- _ASSIGNED TASK_: Report each line of the data that contains the string "poster".

[Records from a data collection]
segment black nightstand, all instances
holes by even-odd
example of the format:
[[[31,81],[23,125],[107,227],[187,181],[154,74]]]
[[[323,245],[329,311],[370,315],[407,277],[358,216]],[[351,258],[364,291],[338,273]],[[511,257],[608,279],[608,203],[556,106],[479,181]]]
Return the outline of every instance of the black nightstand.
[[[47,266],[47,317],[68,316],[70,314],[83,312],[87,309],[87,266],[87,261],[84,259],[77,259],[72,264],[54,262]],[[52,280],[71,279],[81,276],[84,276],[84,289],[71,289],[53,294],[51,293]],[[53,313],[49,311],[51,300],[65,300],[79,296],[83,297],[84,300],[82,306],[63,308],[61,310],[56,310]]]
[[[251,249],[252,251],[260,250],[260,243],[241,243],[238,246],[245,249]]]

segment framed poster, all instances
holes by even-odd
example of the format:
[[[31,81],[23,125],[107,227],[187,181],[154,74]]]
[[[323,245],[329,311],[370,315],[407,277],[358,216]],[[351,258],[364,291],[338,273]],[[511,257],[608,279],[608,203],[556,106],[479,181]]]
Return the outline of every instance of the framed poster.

- _COMPLETED EXERCISE_:
segment framed poster, all instances
Return the outline of every instance of the framed poster.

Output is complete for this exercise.